Your task is to return all of the records exactly, minus any images.

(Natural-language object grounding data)
====================

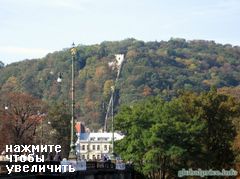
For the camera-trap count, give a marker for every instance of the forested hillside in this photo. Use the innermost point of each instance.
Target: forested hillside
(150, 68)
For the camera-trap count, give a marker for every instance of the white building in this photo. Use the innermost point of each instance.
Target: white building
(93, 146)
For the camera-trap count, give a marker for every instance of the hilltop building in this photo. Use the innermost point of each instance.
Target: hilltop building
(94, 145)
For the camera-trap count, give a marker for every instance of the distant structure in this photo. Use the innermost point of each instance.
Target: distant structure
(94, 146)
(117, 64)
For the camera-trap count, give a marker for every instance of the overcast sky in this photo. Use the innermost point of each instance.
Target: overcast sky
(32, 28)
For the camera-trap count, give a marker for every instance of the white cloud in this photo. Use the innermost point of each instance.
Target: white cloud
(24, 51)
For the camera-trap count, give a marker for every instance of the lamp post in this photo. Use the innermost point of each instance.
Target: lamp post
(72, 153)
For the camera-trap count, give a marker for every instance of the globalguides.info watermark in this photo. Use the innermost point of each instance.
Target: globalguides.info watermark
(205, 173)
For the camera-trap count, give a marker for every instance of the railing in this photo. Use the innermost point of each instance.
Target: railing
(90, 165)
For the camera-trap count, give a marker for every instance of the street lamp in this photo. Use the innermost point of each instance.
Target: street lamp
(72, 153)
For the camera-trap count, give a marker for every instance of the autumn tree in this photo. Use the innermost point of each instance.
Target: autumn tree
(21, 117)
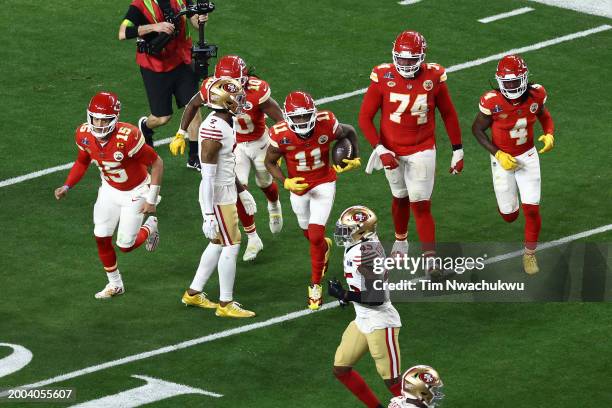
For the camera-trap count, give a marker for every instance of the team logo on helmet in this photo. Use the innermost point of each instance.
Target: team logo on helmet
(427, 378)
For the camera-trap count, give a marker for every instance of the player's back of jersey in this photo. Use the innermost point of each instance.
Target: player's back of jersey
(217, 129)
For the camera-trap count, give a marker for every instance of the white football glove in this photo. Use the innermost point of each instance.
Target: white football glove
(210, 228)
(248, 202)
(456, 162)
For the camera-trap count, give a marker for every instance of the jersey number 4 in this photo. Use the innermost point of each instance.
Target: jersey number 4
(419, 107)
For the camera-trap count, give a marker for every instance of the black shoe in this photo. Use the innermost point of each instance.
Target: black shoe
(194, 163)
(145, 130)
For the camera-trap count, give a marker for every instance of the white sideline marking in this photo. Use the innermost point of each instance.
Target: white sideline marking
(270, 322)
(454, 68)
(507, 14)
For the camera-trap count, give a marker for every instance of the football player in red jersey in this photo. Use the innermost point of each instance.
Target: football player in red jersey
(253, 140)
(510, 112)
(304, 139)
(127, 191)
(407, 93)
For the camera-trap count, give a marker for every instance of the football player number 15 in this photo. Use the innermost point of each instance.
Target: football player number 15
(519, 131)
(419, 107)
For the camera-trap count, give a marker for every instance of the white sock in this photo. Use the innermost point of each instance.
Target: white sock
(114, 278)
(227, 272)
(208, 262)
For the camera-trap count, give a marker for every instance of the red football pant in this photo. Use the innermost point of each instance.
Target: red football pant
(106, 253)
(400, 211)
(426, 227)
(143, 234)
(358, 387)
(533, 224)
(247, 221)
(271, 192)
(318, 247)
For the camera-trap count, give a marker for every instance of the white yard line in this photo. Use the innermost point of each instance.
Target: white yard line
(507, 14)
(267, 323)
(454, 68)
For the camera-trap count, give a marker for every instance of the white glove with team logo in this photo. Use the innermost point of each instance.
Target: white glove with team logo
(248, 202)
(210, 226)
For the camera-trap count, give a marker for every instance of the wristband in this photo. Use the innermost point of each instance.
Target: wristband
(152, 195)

====================

**Output of the task:**
For the camera-trap count, give a marker for every instance of the forested hillside in this photo. Use the innermost point of each instance.
Target: forested hillside
(150, 68)
For the camera-trap count, give a marker for every instance of the white building in this photo. Use the innermost point of each instance.
Target: white building
(93, 146)
For the camera-trap count, give a marker for every instance of the hilltop building in this photo. Use the innermost point of each instance.
Target: hilltop building
(94, 145)
For the camera-trap count, give a marker for every instance of the distant structure in this photo. Use the innermost point of each instance.
Target: distant structure
(94, 146)
(117, 64)
For the camera-trap count, give a marker for every instance of the overcast sky in this photo. Use the innermost point of each instance.
Target: overcast sky
(32, 28)
For the camera-trap count, give a marker for every instance of the white cloud in this photo. Use the innermost point of each instance.
Target: white cloud
(24, 51)
For the camera-trap count, give a marker for every instance of the lamp post in this photo. Use the innermost point of each instance.
Target: lamp post
(72, 153)
For the camera-trap count, give a marker for every instance of the globalguides.info watermark in this photo. Use the innermost point of each instance.
Target: globalguides.info watermark
(205, 173)
For the camera-trap count, give a marker for every instance of the railing in this photo. Use the innermost point of each instance.
Target: railing
(90, 165)
For the camera-trap count, give a marker for every instance of the street lamp in this photo. Use the innermost point of each instance.
Target: street lamp
(72, 153)
For the camera-trap count, give a marker for every instance of the autumn tree in this photo. Use the innermost point of each instance.
Target: autumn tree
(21, 117)
For the camera-trap count, give a marker for every instance of the team logo on helmet in this photo. Use the innermost point of each instance.
Target: team logo on helmet
(427, 378)
For the camera-trap count, give a marker for every instance of the player's back of jersey in this photo. Use the innermost point of each instance.
Target: player's back of jersey
(217, 129)
For the camera-trap count, give a marker for every instance of the white football glove in this photo. Use the innermost point of each instance.
Target: white football glove
(210, 228)
(248, 202)
(456, 162)
For the camera-trap count, give a marker for every instance of the jersey number 4 in this photo. Use the innermost point of each instance.
Target: jersey number 4
(419, 107)
For the camera-trap count, give a marker for every instance of the black shoe in this photo. Use the innermost point of each instance.
Target: black shoe
(194, 163)
(145, 130)
For the camera-trap count, give a marker for every instance of the white sideline marking in this photo. Use the innermost point of each instance.
Target: white sideline marking
(270, 322)
(454, 68)
(507, 14)
For the camera-trap count, give a marker for every instance of the football player in red jersey in this photo. Use the innermost point of each instance.
Target: football player in red jersey
(253, 140)
(510, 112)
(304, 139)
(127, 191)
(407, 93)
For the camera-trap count, give a marker for every instance of the football player number 15 in this photo. Use the innermost point of each instance.
Target: football player number 15
(519, 131)
(419, 107)
For the camera-trap count, give a marker for every instance of the white sock in this photo. Use the innermost point of each instance.
Target: white sock
(114, 278)
(227, 272)
(208, 262)
For the camera-trap count, give a marker for every instance of the red football pant in this photo. Use the innermost point of each instance.
Target: red football pant
(106, 253)
(400, 211)
(426, 227)
(143, 234)
(358, 387)
(533, 224)
(247, 221)
(271, 192)
(318, 247)
For the camera-trap count, give a marker for every instance of the white yard line in this photo. Use the innermost point of each instance.
Target: white yard line
(507, 14)
(267, 323)
(454, 68)
For the camera-trap count, give a marker for every instance of the white glove with team logo in this photo. Use the innermost point of each instance.
Target: white glove with team logo
(248, 202)
(210, 226)
For the camera-trap count, give a marker for every instance of the wristband in this photo. Use the innermost point of each instance.
Target: wristband
(152, 195)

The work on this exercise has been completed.